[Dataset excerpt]
[BEGIN]
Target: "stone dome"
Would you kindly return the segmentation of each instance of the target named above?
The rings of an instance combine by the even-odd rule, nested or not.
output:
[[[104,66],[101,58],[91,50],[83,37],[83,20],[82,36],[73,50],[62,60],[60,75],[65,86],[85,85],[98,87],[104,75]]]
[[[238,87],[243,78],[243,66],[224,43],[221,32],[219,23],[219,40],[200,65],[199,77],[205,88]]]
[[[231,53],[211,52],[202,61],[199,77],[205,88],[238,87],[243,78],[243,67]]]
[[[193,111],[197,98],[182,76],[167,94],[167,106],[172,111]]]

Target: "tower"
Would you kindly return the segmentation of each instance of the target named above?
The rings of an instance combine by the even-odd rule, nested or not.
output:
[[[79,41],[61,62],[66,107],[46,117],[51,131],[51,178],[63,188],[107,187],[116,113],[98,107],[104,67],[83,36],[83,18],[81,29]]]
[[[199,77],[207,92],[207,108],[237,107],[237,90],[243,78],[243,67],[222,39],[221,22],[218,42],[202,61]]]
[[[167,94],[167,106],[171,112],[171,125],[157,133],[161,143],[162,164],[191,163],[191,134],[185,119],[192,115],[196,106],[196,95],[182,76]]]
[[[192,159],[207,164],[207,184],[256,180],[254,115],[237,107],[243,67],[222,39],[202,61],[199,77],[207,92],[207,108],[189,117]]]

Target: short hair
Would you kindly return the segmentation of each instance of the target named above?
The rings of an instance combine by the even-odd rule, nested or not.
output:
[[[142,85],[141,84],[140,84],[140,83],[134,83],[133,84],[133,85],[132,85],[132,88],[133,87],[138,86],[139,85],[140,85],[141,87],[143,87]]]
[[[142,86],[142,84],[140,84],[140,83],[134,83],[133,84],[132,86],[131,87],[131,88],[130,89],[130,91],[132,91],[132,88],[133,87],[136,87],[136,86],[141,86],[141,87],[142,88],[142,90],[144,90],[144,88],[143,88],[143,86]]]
[END]
**Given problem:**
Output all of the entries above verbatim, character for character, with every line break kept.

**Solution for this task:**
Target: "stone dome"
Would you kindly return the segmentation of each instance of the target named above?
The rings of an instance combine by the even-odd rule, nested or not.
output:
[[[104,66],[101,58],[91,50],[83,37],[83,20],[82,36],[73,50],[62,60],[60,75],[65,86],[85,85],[98,87],[104,75]]]
[[[238,87],[243,78],[243,66],[224,43],[221,32],[219,23],[219,40],[200,65],[199,77],[205,88]]]
[[[231,53],[211,52],[202,61],[199,77],[205,88],[238,87],[243,78],[243,67]]]
[[[193,111],[197,98],[182,76],[167,94],[167,106],[172,111]]]

Target: "tower"
Would you kindly return the segmentation of each instance of the target named above?
The rings of an instance combine by the even-odd rule, nested or not.
output:
[[[79,41],[61,62],[66,107],[46,117],[51,131],[51,178],[63,188],[107,187],[116,113],[98,107],[104,67],[83,36],[83,18],[81,29]]]
[[[199,77],[207,92],[207,108],[237,107],[237,90],[243,78],[243,67],[222,39],[221,22],[218,42],[202,61]]]
[[[167,94],[167,106],[171,112],[171,125],[157,133],[161,143],[162,164],[191,163],[191,134],[185,119],[192,115],[196,106],[196,95],[182,76]]]
[[[192,159],[207,164],[207,184],[256,180],[254,115],[237,107],[243,67],[222,39],[202,61],[199,77],[207,92],[207,108],[189,117]]]

Target: short hair
Would you kindly return the segmentation of each instance of the target named above?
The rings of an instance combine by the even-odd rule, nested or not.
output:
[[[142,85],[141,84],[140,84],[140,83],[134,83],[133,84],[133,85],[132,85],[132,88],[133,87],[138,86],[139,85],[140,85],[141,87],[143,87]]]
[[[142,86],[142,84],[140,84],[140,83],[134,83],[133,84],[132,86],[131,87],[131,88],[130,89],[130,91],[132,91],[132,88],[133,87],[136,87],[136,86],[141,86],[141,87],[142,88],[142,90],[144,90],[144,88],[143,88],[143,86]]]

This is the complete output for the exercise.